- Extracted data -
Start of Block

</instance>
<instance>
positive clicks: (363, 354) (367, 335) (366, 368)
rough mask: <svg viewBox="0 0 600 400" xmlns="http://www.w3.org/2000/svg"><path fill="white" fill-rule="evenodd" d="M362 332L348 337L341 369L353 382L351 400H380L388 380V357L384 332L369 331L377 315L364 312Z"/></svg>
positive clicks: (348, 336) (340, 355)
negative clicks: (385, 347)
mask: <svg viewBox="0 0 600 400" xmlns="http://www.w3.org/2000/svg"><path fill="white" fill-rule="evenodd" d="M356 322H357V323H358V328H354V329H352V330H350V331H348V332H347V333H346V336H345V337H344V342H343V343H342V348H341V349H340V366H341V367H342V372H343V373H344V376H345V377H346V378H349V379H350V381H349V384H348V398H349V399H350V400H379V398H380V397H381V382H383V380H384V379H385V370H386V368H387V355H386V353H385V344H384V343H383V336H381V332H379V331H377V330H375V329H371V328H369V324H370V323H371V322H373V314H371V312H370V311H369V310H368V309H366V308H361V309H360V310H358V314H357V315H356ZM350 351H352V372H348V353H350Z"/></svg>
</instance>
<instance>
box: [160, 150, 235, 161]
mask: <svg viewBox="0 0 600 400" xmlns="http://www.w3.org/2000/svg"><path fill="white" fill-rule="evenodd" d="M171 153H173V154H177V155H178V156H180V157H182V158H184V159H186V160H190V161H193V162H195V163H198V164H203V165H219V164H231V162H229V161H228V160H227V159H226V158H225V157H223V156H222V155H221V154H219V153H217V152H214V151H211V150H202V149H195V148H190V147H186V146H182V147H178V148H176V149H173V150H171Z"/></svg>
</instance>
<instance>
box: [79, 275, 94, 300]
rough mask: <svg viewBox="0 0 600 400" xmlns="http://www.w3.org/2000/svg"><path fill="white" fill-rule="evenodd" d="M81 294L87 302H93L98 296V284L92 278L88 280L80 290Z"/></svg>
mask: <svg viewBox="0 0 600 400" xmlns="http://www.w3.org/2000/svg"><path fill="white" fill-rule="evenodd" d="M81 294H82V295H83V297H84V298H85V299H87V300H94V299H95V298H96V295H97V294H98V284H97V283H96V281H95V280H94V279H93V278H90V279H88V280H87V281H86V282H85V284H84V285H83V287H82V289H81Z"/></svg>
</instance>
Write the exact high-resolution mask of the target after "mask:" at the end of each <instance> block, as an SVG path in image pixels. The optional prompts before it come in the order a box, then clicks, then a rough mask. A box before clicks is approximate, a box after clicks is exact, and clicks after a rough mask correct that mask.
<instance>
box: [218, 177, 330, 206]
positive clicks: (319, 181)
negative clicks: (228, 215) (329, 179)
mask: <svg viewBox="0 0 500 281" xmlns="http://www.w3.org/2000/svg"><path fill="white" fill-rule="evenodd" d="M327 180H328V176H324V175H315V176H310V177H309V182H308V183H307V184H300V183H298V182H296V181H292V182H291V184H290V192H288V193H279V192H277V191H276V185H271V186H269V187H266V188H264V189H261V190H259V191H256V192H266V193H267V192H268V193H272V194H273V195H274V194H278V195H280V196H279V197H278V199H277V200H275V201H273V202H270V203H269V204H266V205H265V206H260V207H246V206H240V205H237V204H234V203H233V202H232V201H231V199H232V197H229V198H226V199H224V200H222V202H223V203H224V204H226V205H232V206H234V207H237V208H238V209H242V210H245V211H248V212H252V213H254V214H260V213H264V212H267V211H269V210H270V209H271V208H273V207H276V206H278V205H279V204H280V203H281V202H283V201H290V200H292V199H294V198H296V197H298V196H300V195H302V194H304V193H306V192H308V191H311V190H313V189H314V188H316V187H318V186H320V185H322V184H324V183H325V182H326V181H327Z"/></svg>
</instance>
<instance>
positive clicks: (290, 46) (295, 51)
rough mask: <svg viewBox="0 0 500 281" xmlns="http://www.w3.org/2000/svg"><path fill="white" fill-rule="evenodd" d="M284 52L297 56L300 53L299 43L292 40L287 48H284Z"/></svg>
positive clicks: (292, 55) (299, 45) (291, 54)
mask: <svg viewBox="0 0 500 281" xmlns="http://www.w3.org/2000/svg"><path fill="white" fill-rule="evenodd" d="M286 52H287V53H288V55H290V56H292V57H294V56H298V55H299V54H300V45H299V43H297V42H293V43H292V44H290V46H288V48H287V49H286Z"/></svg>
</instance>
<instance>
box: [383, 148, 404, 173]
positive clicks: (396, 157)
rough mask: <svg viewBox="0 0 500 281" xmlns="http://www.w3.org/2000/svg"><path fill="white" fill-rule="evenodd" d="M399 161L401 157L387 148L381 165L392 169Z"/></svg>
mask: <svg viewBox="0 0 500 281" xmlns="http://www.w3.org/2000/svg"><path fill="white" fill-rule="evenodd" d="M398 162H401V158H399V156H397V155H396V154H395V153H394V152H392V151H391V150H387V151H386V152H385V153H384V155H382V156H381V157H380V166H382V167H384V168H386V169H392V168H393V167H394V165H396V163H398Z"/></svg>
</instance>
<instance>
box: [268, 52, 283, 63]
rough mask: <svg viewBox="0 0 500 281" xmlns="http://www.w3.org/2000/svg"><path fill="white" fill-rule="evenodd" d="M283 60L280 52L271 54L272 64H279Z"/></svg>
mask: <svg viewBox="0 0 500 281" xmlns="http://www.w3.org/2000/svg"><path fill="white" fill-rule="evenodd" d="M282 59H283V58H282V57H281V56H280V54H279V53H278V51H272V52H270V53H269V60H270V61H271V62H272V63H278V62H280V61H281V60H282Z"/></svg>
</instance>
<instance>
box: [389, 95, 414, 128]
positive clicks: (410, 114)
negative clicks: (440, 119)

End of Block

- Exercise instructions -
From the listing above, extract all records word for word.

- Worked solution -
</instance>
<instance>
positive clicks: (363, 354) (367, 335) (366, 368)
rough mask: <svg viewBox="0 0 600 400" xmlns="http://www.w3.org/2000/svg"><path fill="white" fill-rule="evenodd" d="M362 332L348 337L341 369L353 382L351 400H380L388 380V357L384 332L369 331L377 315L364 312Z"/></svg>
positive clicks: (348, 336) (340, 355)
negative clicks: (385, 347)
mask: <svg viewBox="0 0 600 400" xmlns="http://www.w3.org/2000/svg"><path fill="white" fill-rule="evenodd" d="M356 322H357V323H358V328H354V329H352V330H350V331H348V332H347V333H346V336H345V337H344V342H343V343H342V348H341V349H340V366H341V367H342V372H343V373H344V376H345V377H346V378H349V379H350V381H349V384H348V398H349V399H350V400H379V398H380V397H381V382H383V380H384V379H385V370H386V368H387V355H386V353H385V344H384V343H383V336H381V332H379V331H377V330H375V329H371V328H369V324H370V323H371V322H373V314H371V312H370V311H369V310H368V309H366V308H361V309H360V310H358V314H357V315H356ZM350 351H352V372H348V353H350Z"/></svg>
</instance>
<instance>
box: [160, 150, 235, 161]
mask: <svg viewBox="0 0 600 400" xmlns="http://www.w3.org/2000/svg"><path fill="white" fill-rule="evenodd" d="M171 153H173V154H177V155H178V156H180V157H182V158H184V159H186V160H190V161H193V162H195V163H198V164H203V165H219V164H231V162H229V161H228V160H227V159H226V158H225V157H223V156H222V155H221V154H219V153H217V152H214V151H211V150H202V149H195V148H190V147H186V146H182V147H178V148H176V149H173V150H171Z"/></svg>
</instance>
<instance>
box: [79, 275, 94, 300]
rough mask: <svg viewBox="0 0 600 400" xmlns="http://www.w3.org/2000/svg"><path fill="white" fill-rule="evenodd" d="M81 294L87 302H93L98 296V284L92 278L88 280L80 290Z"/></svg>
mask: <svg viewBox="0 0 600 400" xmlns="http://www.w3.org/2000/svg"><path fill="white" fill-rule="evenodd" d="M81 294H82V295H83V297H84V298H85V299H87V300H94V299H95V298H96V295H97V294H98V284H97V283H96V281H95V280H94V279H93V278H90V279H88V280H87V281H86V282H85V284H84V285H83V287H82V289H81Z"/></svg>
</instance>
Write the exact high-resolution mask of the target after "mask:" at the end of each <instance> block, as an SVG path in image pixels. The optional prompts before it come in the order a box, then clicks, then a rough mask. A box before clicks is approximate, a box after clicks is exact, and clicks after a rough mask correct that mask.
<instance>
box: [218, 177, 330, 206]
positive clicks: (319, 181)
negative clicks: (228, 215) (329, 179)
mask: <svg viewBox="0 0 500 281" xmlns="http://www.w3.org/2000/svg"><path fill="white" fill-rule="evenodd" d="M327 180H328V176H324V175H315V176H310V177H309V182H308V183H307V184H300V183H298V182H296V181H292V182H291V184H290V192H288V193H279V192H277V191H276V185H271V186H269V187H266V188H264V189H261V190H259V191H256V192H266V193H267V192H268V193H272V194H273V195H274V194H278V195H280V196H279V197H278V199H277V200H275V201H273V202H270V203H269V204H266V205H265V206H260V207H246V206H240V205H237V204H234V203H233V202H232V201H231V199H232V197H229V198H226V199H224V200H222V202H223V203H224V204H226V205H232V206H234V207H237V208H238V209H242V210H245V211H248V212H252V213H254V214H260V213H264V212H267V211H269V210H270V209H271V208H273V207H276V206H278V205H279V204H280V203H281V202H283V201H290V200H292V199H294V198H296V197H298V196H300V195H302V194H304V193H306V192H308V191H311V190H313V189H314V188H316V187H318V186H320V185H322V184H324V183H325V182H326V181H327Z"/></svg>
</instance>
<instance>
positive clicks: (290, 46) (295, 51)
rough mask: <svg viewBox="0 0 500 281" xmlns="http://www.w3.org/2000/svg"><path fill="white" fill-rule="evenodd" d="M284 52L297 56L300 53L299 43L292 40L287 48H284Z"/></svg>
positive clicks: (292, 55) (299, 45) (291, 54)
mask: <svg viewBox="0 0 500 281" xmlns="http://www.w3.org/2000/svg"><path fill="white" fill-rule="evenodd" d="M286 52H287V53H288V55H290V56H292V57H294V56H298V55H299V54H300V45H299V43H297V42H293V43H292V44H290V46H288V48H287V49H286Z"/></svg>
</instance>
<instance>
box: [383, 148, 404, 173]
positive clicks: (396, 157)
rough mask: <svg viewBox="0 0 500 281" xmlns="http://www.w3.org/2000/svg"><path fill="white" fill-rule="evenodd" d="M399 161L401 157L387 148L381 165L392 169Z"/></svg>
mask: <svg viewBox="0 0 500 281" xmlns="http://www.w3.org/2000/svg"><path fill="white" fill-rule="evenodd" d="M398 162H401V158H399V156H397V155H396V154H395V153H394V152H392V151H391V150H387V151H386V152H385V153H384V155H382V156H381V157H380V166H382V167H384V168H386V169H392V168H393V167H394V165H396V163H398Z"/></svg>
</instance>
<instance>
box: [268, 52, 283, 63]
rough mask: <svg viewBox="0 0 500 281" xmlns="http://www.w3.org/2000/svg"><path fill="white" fill-rule="evenodd" d="M283 60L280 52L271 54L272 64H279Z"/></svg>
mask: <svg viewBox="0 0 500 281" xmlns="http://www.w3.org/2000/svg"><path fill="white" fill-rule="evenodd" d="M282 59H283V58H282V57H281V56H280V54H279V53H278V51H272V52H270V53H269V60H270V61H271V62H272V63H278V62H280V61H281V60H282Z"/></svg>
</instance>
<instance>
box: [389, 95, 414, 128]
positive clicks: (410, 114)
negative clicks: (440, 119)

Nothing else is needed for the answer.